- Activity:
Please restate, word for word, the lines below that begin at the one with "compact form (256,90)." and end at the one with "compact form (180,308).". Leave out all other lines.

- Working data:
>>>>

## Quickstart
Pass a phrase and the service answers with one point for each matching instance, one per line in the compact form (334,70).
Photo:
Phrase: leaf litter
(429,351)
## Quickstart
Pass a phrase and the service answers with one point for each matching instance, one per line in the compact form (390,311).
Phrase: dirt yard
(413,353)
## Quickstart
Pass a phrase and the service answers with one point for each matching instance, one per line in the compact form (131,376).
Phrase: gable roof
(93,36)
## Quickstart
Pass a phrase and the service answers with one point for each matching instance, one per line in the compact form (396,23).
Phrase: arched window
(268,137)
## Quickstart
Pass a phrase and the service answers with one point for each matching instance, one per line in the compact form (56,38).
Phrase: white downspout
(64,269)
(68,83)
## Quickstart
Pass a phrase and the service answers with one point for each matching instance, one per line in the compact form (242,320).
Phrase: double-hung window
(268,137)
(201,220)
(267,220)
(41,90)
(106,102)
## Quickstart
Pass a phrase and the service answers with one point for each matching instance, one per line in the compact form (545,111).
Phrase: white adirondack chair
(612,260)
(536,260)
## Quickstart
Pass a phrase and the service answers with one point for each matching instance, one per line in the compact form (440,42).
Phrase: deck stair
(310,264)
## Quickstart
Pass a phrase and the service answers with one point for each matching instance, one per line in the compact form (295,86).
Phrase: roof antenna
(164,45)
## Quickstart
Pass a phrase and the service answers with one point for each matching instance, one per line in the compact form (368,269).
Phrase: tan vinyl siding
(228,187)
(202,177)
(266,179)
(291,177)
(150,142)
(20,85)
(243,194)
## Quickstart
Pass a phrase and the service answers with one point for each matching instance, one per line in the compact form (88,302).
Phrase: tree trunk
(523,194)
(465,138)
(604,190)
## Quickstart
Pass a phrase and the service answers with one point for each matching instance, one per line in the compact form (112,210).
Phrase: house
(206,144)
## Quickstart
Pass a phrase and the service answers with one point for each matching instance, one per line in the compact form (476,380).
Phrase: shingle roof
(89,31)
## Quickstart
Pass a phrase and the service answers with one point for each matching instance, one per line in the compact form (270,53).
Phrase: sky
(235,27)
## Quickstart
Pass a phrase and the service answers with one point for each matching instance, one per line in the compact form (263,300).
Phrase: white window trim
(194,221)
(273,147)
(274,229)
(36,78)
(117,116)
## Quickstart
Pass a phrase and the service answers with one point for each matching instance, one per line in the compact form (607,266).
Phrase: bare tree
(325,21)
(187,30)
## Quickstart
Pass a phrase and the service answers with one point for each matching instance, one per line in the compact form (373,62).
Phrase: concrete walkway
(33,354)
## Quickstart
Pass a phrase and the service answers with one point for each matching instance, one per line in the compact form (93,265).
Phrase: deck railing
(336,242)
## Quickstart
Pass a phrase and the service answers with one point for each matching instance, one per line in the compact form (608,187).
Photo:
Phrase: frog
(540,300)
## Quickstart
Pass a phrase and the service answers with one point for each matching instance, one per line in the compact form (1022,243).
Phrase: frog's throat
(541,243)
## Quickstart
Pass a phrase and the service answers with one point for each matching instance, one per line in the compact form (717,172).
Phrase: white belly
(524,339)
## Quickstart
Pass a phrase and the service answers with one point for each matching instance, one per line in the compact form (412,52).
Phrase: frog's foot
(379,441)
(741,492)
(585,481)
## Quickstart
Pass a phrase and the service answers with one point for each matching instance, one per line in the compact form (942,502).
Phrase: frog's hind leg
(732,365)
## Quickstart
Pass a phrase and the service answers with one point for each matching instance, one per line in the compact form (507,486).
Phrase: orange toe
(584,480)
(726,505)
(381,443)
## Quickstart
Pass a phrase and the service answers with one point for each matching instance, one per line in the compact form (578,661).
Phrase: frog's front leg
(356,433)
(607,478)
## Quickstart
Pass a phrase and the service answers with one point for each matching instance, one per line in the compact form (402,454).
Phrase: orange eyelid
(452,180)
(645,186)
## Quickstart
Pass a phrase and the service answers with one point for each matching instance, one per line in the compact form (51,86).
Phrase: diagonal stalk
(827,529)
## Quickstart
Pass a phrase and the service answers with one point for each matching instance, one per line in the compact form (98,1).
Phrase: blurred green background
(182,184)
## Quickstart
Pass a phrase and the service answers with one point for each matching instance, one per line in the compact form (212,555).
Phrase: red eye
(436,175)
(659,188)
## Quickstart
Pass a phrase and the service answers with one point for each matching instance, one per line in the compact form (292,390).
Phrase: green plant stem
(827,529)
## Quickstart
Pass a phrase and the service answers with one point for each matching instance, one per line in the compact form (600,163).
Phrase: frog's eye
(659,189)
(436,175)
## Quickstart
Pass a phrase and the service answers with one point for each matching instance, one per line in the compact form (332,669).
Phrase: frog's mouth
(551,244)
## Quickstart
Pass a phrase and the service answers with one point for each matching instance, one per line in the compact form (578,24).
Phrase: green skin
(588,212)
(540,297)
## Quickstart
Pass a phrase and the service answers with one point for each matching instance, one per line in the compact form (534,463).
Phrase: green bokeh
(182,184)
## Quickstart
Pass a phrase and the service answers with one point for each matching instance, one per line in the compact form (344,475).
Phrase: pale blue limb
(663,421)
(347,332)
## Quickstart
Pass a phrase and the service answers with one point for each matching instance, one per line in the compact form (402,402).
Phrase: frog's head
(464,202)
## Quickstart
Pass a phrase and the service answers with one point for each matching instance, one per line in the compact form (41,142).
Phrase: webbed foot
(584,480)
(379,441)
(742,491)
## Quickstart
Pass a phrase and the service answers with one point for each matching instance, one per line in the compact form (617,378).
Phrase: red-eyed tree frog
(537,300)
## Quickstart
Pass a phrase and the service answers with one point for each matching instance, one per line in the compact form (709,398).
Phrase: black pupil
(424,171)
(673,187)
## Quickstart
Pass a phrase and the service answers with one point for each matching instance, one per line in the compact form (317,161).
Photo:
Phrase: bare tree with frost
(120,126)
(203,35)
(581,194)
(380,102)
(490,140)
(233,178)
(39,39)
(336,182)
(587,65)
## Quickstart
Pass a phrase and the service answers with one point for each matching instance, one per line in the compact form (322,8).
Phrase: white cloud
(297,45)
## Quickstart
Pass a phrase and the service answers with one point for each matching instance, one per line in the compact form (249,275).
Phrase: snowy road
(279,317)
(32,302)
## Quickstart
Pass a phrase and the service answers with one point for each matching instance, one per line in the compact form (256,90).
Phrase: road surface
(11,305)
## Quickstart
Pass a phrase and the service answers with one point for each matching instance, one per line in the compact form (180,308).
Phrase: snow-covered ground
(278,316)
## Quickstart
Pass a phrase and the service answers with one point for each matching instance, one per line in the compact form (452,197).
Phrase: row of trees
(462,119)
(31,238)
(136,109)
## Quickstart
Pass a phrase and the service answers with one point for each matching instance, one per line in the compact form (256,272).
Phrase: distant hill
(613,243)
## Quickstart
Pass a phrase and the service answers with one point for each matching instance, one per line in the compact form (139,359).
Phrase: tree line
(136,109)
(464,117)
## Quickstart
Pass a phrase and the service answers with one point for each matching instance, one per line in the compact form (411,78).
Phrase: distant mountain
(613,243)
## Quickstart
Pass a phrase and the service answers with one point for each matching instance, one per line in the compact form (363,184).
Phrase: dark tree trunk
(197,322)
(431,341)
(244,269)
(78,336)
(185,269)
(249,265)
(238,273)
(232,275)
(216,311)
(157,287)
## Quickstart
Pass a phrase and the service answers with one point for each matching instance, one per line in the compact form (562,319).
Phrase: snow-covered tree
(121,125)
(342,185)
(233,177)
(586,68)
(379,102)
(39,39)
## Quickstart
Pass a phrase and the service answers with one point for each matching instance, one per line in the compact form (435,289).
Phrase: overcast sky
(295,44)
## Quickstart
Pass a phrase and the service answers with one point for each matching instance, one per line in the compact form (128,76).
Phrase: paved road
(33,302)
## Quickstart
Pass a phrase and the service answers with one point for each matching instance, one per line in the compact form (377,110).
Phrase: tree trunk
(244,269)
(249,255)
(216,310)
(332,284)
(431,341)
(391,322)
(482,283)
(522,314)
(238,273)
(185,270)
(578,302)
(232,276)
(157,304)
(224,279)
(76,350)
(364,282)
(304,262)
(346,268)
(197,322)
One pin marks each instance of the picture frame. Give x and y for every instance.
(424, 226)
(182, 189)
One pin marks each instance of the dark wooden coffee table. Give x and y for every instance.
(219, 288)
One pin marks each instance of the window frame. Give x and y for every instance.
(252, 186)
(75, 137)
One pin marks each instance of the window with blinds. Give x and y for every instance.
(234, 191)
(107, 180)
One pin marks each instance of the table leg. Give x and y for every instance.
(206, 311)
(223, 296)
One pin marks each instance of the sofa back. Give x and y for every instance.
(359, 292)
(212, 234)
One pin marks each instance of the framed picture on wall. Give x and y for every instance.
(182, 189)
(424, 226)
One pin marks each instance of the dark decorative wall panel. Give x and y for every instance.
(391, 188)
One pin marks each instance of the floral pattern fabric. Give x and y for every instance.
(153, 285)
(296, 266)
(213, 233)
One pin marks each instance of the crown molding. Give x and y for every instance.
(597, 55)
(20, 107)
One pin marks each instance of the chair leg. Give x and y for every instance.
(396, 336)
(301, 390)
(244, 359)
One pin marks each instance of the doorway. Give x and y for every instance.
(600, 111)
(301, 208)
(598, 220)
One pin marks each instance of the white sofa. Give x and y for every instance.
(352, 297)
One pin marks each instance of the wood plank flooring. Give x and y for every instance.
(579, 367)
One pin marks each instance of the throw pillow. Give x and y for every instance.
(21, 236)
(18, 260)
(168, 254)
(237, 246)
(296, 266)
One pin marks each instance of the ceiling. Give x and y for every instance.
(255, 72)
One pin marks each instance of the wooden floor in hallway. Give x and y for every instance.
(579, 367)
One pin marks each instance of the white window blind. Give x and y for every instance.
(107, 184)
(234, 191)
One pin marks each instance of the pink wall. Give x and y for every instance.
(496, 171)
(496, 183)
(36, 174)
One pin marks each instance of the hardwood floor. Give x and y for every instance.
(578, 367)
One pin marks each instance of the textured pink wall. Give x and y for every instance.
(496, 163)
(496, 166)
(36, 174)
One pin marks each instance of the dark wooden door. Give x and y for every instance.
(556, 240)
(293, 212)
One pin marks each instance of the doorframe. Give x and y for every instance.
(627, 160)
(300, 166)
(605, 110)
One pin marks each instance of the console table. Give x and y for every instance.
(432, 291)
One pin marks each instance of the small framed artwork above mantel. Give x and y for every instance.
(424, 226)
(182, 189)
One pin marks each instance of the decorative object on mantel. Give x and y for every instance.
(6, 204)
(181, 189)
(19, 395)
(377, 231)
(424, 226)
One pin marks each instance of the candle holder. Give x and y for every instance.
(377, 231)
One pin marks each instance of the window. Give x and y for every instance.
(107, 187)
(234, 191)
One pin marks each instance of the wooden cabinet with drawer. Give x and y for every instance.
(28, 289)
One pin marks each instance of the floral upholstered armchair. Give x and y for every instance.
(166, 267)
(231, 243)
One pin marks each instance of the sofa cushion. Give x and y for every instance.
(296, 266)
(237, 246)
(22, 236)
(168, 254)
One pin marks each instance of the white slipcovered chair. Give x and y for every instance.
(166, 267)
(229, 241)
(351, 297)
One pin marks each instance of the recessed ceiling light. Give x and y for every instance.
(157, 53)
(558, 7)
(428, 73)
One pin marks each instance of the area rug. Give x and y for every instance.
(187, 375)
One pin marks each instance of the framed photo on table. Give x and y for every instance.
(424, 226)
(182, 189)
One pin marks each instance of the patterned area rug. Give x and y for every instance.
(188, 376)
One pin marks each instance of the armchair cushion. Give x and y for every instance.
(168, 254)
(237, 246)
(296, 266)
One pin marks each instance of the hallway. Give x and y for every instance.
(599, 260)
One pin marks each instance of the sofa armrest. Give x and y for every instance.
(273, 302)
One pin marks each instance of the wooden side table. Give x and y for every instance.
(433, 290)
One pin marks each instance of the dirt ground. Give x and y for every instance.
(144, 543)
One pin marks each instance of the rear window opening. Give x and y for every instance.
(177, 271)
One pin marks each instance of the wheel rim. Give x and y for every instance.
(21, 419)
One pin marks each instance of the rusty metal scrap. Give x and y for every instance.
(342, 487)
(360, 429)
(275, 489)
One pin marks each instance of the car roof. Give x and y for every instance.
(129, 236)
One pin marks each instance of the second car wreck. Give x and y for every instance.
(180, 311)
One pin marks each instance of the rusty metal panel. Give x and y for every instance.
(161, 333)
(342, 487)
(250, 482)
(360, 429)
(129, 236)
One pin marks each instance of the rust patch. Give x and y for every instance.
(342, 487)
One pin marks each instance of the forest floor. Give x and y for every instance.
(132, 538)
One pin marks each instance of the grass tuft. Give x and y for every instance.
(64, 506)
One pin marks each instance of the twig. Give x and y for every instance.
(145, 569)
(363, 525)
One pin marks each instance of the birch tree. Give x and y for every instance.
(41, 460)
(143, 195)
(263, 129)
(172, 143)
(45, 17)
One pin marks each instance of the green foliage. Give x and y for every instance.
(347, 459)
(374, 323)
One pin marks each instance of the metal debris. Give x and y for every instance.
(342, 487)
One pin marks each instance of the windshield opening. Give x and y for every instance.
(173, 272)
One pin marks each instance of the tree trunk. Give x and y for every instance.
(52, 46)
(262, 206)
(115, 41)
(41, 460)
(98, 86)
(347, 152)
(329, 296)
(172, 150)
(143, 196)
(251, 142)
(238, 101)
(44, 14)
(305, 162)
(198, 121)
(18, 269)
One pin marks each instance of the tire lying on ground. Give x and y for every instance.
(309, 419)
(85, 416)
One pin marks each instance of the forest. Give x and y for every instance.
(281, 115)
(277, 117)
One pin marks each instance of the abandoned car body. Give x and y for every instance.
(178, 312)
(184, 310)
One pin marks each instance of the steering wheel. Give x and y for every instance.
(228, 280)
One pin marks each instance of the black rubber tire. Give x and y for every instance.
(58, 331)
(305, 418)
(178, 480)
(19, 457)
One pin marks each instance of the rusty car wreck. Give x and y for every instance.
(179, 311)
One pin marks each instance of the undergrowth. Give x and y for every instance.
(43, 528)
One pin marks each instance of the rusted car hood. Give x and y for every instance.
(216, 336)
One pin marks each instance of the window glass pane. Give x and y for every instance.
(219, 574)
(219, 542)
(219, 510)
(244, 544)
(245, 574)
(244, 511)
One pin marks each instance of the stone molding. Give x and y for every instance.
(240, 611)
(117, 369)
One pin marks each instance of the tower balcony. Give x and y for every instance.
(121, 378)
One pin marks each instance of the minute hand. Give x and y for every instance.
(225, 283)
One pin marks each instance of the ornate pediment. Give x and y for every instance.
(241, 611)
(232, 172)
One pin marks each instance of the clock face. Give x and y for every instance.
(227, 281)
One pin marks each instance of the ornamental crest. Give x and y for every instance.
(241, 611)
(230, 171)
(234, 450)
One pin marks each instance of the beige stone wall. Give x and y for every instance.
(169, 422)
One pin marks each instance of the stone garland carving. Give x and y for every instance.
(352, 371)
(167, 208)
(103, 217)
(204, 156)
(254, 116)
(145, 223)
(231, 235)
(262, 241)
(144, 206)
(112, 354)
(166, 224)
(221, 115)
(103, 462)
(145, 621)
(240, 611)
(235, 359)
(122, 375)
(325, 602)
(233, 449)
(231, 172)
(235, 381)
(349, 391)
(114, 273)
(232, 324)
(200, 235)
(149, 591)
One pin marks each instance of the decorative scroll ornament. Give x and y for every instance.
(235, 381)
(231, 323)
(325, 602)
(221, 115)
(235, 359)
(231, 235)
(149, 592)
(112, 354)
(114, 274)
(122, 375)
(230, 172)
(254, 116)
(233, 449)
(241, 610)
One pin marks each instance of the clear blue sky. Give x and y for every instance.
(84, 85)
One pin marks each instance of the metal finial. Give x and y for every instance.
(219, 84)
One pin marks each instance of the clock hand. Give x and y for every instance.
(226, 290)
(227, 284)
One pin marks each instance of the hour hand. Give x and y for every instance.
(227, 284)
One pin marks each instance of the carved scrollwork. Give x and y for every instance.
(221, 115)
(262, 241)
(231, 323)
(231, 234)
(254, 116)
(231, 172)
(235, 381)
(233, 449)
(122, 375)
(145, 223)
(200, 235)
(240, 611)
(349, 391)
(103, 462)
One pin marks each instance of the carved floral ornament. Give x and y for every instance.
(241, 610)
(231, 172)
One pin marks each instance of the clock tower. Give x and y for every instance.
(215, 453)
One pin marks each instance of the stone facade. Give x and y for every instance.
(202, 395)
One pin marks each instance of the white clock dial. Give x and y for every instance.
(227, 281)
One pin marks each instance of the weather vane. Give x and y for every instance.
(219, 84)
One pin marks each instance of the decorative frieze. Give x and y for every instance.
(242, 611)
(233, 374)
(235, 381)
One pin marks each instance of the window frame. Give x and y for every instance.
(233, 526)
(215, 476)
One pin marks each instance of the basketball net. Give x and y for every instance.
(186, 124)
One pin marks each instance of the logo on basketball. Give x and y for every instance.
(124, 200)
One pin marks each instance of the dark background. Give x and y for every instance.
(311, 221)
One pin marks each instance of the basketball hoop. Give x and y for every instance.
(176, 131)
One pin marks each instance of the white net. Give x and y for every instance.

<<<<

- Response area:
Pass a phrase and the service answers with one point for each matching instance, one per line in the compact form (256,90).
Phrase: road surface
(11,305)
## Quickstart
Pass a phrase and the service answers with one point for each matching instance, one per line in the compact form (180,308).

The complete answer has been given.